### WHAT IS BEING ASKED
Pull out every line below that contains the word "cloud". Case counts when matching.

### INPUT RECORDS
-- begin --
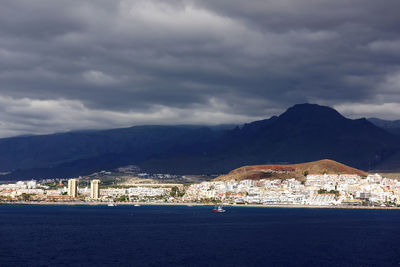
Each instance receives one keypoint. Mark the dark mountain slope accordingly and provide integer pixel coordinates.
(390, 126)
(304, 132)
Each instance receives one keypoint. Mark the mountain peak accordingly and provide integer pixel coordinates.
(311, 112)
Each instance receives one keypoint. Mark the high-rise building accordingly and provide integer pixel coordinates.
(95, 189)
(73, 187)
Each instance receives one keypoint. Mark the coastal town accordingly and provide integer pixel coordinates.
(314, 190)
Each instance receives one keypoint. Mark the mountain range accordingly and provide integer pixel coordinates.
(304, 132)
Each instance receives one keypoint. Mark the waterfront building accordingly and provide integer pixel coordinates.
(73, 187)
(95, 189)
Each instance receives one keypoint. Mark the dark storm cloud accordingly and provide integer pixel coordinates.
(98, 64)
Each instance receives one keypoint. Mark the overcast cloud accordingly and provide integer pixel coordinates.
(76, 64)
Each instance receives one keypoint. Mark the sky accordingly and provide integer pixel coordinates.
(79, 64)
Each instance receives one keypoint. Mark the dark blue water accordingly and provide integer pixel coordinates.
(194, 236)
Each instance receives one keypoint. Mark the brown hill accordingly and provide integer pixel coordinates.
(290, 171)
-- end --
-- begin --
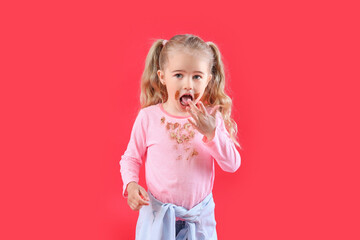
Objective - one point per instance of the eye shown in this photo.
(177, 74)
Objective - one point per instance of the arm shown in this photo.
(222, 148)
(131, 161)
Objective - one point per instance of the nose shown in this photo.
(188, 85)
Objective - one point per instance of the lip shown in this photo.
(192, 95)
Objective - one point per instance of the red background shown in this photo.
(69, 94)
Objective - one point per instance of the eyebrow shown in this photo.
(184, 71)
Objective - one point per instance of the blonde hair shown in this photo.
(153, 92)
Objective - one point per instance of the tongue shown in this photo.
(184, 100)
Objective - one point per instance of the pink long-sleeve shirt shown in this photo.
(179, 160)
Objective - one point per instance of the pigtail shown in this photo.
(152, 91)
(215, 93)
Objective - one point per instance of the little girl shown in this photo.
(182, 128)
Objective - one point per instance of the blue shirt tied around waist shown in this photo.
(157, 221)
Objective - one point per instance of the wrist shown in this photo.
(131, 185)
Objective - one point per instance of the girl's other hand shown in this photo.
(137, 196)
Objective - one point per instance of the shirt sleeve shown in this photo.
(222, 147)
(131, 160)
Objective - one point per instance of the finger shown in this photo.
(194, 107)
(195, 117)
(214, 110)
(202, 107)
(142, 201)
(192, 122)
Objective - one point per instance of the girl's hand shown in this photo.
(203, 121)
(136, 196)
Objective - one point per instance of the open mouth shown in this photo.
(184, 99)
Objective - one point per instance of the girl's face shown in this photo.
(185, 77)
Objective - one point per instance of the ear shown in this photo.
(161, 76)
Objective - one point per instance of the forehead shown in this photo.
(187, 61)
-- end --
### FINISHED ANSWER
Each instance receives one keypoint. Mark the dark storm cloud accordingly and provide integer pixel coordinates.
Each instance receives one keypoint. Mark the overcast cloud accordingly and provide integer pixel coordinates.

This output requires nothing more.